* **About this task**
Your answer must be the listing repeated word for word, without its pictures.

* **Extracted entries**
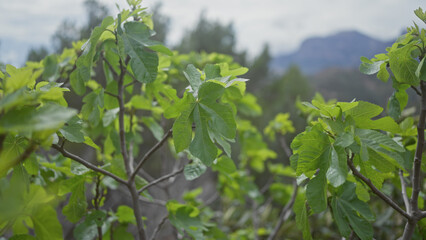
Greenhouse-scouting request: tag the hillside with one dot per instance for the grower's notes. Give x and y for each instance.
(342, 50)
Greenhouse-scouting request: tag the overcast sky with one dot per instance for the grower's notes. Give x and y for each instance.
(284, 24)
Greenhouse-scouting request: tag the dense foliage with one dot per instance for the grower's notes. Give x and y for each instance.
(143, 116)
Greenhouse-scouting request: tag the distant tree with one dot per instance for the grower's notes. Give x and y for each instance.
(211, 36)
(37, 54)
(96, 11)
(161, 23)
(65, 34)
(259, 70)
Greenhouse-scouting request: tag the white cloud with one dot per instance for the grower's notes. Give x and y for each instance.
(284, 24)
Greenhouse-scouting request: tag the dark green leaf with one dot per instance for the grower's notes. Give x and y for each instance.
(46, 223)
(72, 130)
(403, 65)
(48, 117)
(202, 146)
(194, 170)
(316, 192)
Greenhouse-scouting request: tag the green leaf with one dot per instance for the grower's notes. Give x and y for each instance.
(301, 212)
(110, 116)
(394, 108)
(194, 78)
(144, 64)
(348, 210)
(316, 192)
(47, 117)
(84, 63)
(363, 113)
(338, 170)
(138, 34)
(88, 229)
(383, 73)
(370, 67)
(72, 130)
(46, 223)
(22, 237)
(403, 66)
(210, 92)
(154, 127)
(182, 129)
(420, 14)
(221, 118)
(51, 67)
(125, 214)
(77, 205)
(89, 142)
(421, 70)
(202, 146)
(194, 170)
(314, 151)
(186, 218)
(225, 165)
(212, 71)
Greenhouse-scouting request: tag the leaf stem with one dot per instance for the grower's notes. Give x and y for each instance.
(85, 163)
(416, 181)
(404, 191)
(149, 153)
(375, 190)
(284, 212)
(165, 177)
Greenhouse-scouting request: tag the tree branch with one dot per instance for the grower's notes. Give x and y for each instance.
(87, 164)
(416, 90)
(375, 190)
(110, 66)
(165, 177)
(157, 229)
(284, 212)
(121, 112)
(404, 191)
(149, 153)
(416, 180)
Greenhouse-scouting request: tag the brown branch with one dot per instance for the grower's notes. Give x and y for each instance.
(284, 212)
(416, 90)
(87, 164)
(121, 112)
(110, 66)
(158, 202)
(375, 190)
(404, 191)
(111, 94)
(158, 228)
(165, 177)
(149, 153)
(6, 165)
(416, 179)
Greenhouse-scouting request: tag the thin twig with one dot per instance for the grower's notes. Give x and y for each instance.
(284, 211)
(404, 191)
(416, 179)
(87, 164)
(416, 90)
(110, 66)
(158, 202)
(375, 190)
(158, 228)
(131, 83)
(149, 153)
(111, 94)
(21, 158)
(165, 177)
(122, 132)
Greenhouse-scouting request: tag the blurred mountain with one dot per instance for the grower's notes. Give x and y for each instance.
(342, 50)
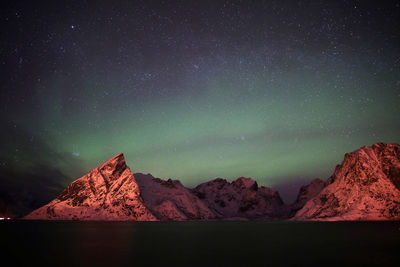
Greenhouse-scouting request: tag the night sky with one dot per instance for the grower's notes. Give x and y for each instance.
(193, 90)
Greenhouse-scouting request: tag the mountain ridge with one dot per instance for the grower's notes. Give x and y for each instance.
(364, 186)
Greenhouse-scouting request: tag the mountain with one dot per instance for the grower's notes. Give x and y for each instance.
(307, 192)
(240, 199)
(170, 200)
(366, 186)
(109, 192)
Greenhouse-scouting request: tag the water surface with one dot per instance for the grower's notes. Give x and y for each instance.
(200, 243)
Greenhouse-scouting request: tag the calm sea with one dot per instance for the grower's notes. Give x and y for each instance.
(46, 243)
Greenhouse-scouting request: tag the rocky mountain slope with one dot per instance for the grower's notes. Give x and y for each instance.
(366, 186)
(241, 199)
(109, 192)
(306, 193)
(170, 200)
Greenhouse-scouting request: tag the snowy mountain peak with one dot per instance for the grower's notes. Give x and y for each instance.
(245, 183)
(109, 192)
(364, 187)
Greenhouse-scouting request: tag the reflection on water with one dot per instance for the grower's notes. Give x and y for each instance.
(200, 243)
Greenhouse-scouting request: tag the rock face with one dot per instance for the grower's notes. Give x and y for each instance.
(366, 186)
(240, 199)
(307, 192)
(170, 200)
(109, 192)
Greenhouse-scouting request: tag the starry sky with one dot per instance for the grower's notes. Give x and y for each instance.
(193, 90)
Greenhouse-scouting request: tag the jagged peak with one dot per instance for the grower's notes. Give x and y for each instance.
(115, 162)
(244, 182)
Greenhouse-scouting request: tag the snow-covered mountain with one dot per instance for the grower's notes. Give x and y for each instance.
(306, 193)
(241, 199)
(170, 200)
(109, 192)
(366, 186)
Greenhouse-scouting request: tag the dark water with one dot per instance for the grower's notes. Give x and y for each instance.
(200, 243)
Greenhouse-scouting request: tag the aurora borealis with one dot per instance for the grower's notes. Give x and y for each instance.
(193, 90)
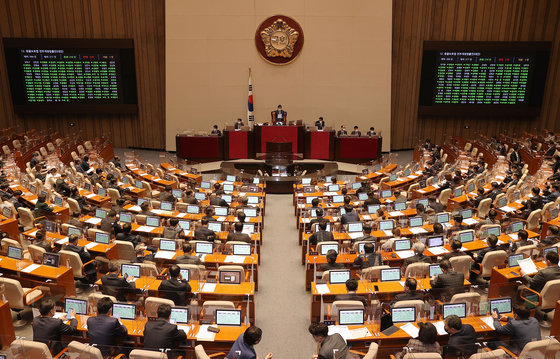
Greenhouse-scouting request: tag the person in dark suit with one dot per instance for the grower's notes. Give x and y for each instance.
(551, 272)
(410, 292)
(279, 116)
(351, 287)
(238, 235)
(322, 235)
(175, 289)
(103, 330)
(49, 330)
(350, 215)
(113, 285)
(462, 338)
(160, 334)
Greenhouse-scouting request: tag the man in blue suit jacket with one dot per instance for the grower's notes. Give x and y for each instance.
(103, 330)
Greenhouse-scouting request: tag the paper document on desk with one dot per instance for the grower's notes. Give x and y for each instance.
(410, 329)
(30, 268)
(528, 266)
(322, 288)
(489, 321)
(440, 327)
(205, 335)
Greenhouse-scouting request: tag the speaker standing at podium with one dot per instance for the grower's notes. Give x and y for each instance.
(279, 116)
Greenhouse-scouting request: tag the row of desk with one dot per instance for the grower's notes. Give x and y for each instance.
(314, 144)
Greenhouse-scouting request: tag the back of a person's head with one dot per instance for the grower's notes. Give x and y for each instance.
(104, 305)
(252, 335)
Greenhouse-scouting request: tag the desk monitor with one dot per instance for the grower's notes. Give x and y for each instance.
(435, 270)
(230, 277)
(338, 199)
(204, 248)
(334, 188)
(103, 238)
(15, 252)
(177, 193)
(503, 305)
(466, 213)
(166, 206)
(215, 226)
(386, 193)
(167, 245)
(339, 276)
(390, 274)
(351, 317)
(327, 247)
(402, 245)
(125, 217)
(434, 241)
(220, 211)
(131, 270)
(51, 259)
(355, 227)
(466, 237)
(403, 314)
(228, 317)
(79, 306)
(442, 217)
(152, 221)
(179, 315)
(242, 249)
(124, 311)
(250, 212)
(185, 225)
(458, 309)
(416, 222)
(192, 209)
(253, 199)
(372, 208)
(513, 259)
(386, 225)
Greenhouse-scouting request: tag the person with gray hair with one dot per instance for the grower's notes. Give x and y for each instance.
(418, 256)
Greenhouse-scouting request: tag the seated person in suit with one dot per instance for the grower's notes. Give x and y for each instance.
(203, 233)
(322, 235)
(551, 272)
(243, 347)
(49, 330)
(331, 261)
(189, 256)
(330, 346)
(103, 330)
(418, 256)
(462, 338)
(370, 258)
(160, 334)
(238, 235)
(410, 292)
(174, 288)
(351, 288)
(115, 286)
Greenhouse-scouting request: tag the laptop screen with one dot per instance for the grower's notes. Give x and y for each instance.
(403, 314)
(458, 309)
(79, 306)
(124, 311)
(339, 276)
(351, 317)
(390, 274)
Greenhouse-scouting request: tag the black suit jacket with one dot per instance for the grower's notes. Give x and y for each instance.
(103, 330)
(159, 334)
(177, 291)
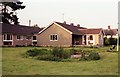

* **Exercise solution**
Greenhouse-scouting request: tag the hillside with one dot per instance for the grower's notes. Give x and y for each instance.
(342, 50)
Greenhouse-scouting request: tag the overcast sky with one dot per instance for the grower's notes. Give x and y for each instance.
(284, 24)
Greenhouse-scouting request: tag the dense foliage with one dot per instance for the grower's notes. Give x and y for each instance.
(143, 116)
Greenhouse-scouting request: tag the distant tree with one dot per instance for the grower's notes. Give x and y for each instance.
(211, 36)
(37, 54)
(96, 11)
(161, 23)
(65, 34)
(259, 70)
Greenhouse-scouting request: tag the white cloud with one dot per instance for the grower's notes. Give x and y for each instance.
(284, 24)
Greenhouse-scouting request: tag the dark green leaf with one dot per instance for the grower's notes. Give x and y for each instance.
(46, 223)
(72, 130)
(403, 65)
(48, 117)
(202, 146)
(194, 170)
(316, 192)
Greenhouse-scouting request: tag the green leaf with one dot per instance for the grower's notes. Give x and y for each instance.
(301, 212)
(110, 116)
(394, 108)
(194, 78)
(144, 64)
(348, 210)
(316, 192)
(47, 117)
(84, 63)
(363, 113)
(338, 170)
(138, 34)
(88, 229)
(383, 73)
(370, 67)
(72, 130)
(46, 223)
(22, 237)
(403, 66)
(210, 92)
(154, 127)
(182, 129)
(420, 14)
(221, 118)
(51, 67)
(125, 214)
(77, 205)
(89, 142)
(421, 70)
(202, 146)
(194, 170)
(314, 151)
(186, 218)
(225, 165)
(212, 71)
Greenhouse-scouting request: tag the leaf stem with one dot per instance for the grower's notes. Give x and y for each instance.
(85, 163)
(416, 181)
(404, 191)
(149, 153)
(375, 190)
(284, 212)
(165, 177)
Greenhouse-scouting request: tag the tree branch with one dot per instance for the grower's notes. Give x and y for each instance.
(87, 164)
(416, 90)
(375, 190)
(110, 66)
(165, 177)
(157, 229)
(284, 212)
(121, 112)
(404, 191)
(149, 153)
(416, 180)
Greenhouse-scouting request: tag the brown branch with one dot per instance for the grower's notes. Give x and y for each instance.
(284, 212)
(416, 90)
(87, 164)
(121, 112)
(110, 66)
(158, 202)
(375, 190)
(404, 191)
(111, 94)
(158, 228)
(165, 177)
(149, 153)
(6, 165)
(416, 179)
Greenhouse-scouting request: tag the thin twig with one dot per instance for the grower's notes. Give x and y for each instance.
(284, 211)
(404, 191)
(416, 179)
(87, 164)
(416, 90)
(110, 66)
(158, 202)
(375, 190)
(158, 228)
(131, 83)
(149, 153)
(111, 94)
(21, 158)
(165, 177)
(122, 132)
Greenhouse-scouting request: tag the blurred mountain with one dot per instance for the grower's notes. Give x and y for each instance.
(342, 50)
Greenhouse-scouting request: tag the night sky with one dot per instance for the grower's notes. Give x and y for each instance.
(193, 90)
Greenhouse-scouting request: tag the mountain ridge with one dot per instance for the grower's notes. Give x and y for each instance.
(364, 186)
Greenhouse-scouting request: tag the mountain with one dot per instance for the grower's notes. Give x and y for each instance.
(307, 192)
(240, 199)
(170, 200)
(366, 186)
(109, 192)
Greenhouse-scouting request: tag the water surface with one dot per instance for the grower's notes. Give x and y for each instance.
(200, 243)
Greenhouse-scouting request: tag the calm sea with one dot per instance for the grower's notes. Give x and y for each instance.
(46, 243)
Greenhouse-scouting request: tag the rocky mountain slope with one dot per instance for the grower's notes. Give x and y for each instance.
(366, 186)
(241, 199)
(109, 192)
(306, 193)
(170, 200)
Greenhouse-scouting request: tag the snowy mountain peak with one dot per instance for the grower's notes. Give x and y for each instance.
(245, 183)
(109, 192)
(364, 187)
Greenhouse-scouting request: tag the reflection on water with one dot per instance for the grower's notes. Give x and y for each instance.
(200, 243)
Greenhouse-scouting request: tag the rock face with one dot per instance for the grower's notes. Give x and y for each instance.
(366, 186)
(240, 199)
(307, 192)
(170, 200)
(109, 192)
Greenhouse-scouting request: tag the starry sky with one dot per instance for the grower's notes. Give x and y for each instance.
(193, 90)
Greenhouse-scouting request: tag the jagged peak with one dot per instance for the grower's notes. Give x and y for each instance.
(115, 162)
(244, 182)
Greenhouse-scouting request: tag the snow-covered mountain with one dot per instance for the grower's notes. Give x and y for each instance.
(306, 193)
(241, 199)
(170, 200)
(109, 192)
(366, 186)
Greenhouse-scouting request: tag the dark water with one dot per instance for the grower's notes. Give x and y for each instance.
(200, 243)
Greenhouse-scouting request: tag the aurora borealis with one dot per instance for the grower's notes. Give x and y for each instance.
(193, 90)
Greenhouse-scouting request: tag the person in dark suit with one dot per instance for the grower's notes. Give x and y for each instance.
(551, 272)
(410, 292)
(279, 116)
(351, 287)
(238, 235)
(322, 235)
(175, 289)
(103, 330)
(49, 330)
(350, 215)
(113, 285)
(462, 338)
(160, 334)
Greenhouse-scouting request: tag the man in blue suit jacket with one dot per instance for the grower's notes. Give x and y for each instance.
(103, 330)
Greenhouse-scouting request: tag the paper document on desk with one dot per instance for the grower's notes. Give x and y for each instance.
(410, 329)
(30, 268)
(528, 266)
(322, 288)
(489, 321)
(440, 327)
(205, 335)
Greenhouse-scouting request: tag the speaker standing at podium with one dot per instance for the grower's notes. Give x and y for each instance.
(279, 116)
Greenhouse-scouting request: tag the row of desk with one dot per instance for the grower's notes. Give x and y for each instance.
(314, 144)
Greenhouse-scouting request: tag the back of a person's head with one dot per instance for the grower's notes. Give x and y for each instance.
(104, 305)
(252, 335)
Greenhouse-scouting request: tag the desk monitor with one dot per instance for the grower's notes. Give x and y for each instance.
(435, 270)
(230, 277)
(338, 199)
(204, 248)
(334, 188)
(103, 238)
(15, 252)
(177, 193)
(503, 305)
(466, 213)
(166, 206)
(215, 226)
(386, 193)
(167, 245)
(339, 276)
(390, 274)
(351, 317)
(327, 247)
(402, 245)
(125, 217)
(434, 241)
(220, 211)
(131, 270)
(51, 259)
(355, 227)
(466, 237)
(403, 314)
(228, 317)
(79, 306)
(442, 217)
(152, 221)
(179, 315)
(242, 249)
(124, 311)
(250, 212)
(185, 225)
(458, 309)
(416, 222)
(192, 209)
(253, 199)
(372, 208)
(513, 259)
(386, 225)
Greenhouse-scouting request: tag the person with gray hair with one dot per instance for the grower's notes. Give x and y for each instance.
(418, 256)
Greenhouse-scouting request: tag the seated person in suit with one dot per instance for the grower's notes. Give x and y for each instance.
(203, 233)
(322, 235)
(551, 272)
(243, 347)
(49, 330)
(331, 261)
(189, 256)
(330, 346)
(103, 330)
(418, 256)
(462, 338)
(370, 258)
(160, 334)
(238, 235)
(410, 292)
(174, 288)
(351, 288)
(115, 286)
Greenhouse-scouting request: tag the laptop screen with one dot per instance for the grower's notes. Give x and y for each instance.
(403, 314)
(458, 309)
(79, 306)
(124, 311)
(339, 276)
(351, 317)
(390, 274)
Greenhouse-scouting request: tag the black suit jacket with one dot per instance for the grower's notes. Give x and y for each instance.
(103, 330)
(159, 334)
(177, 291)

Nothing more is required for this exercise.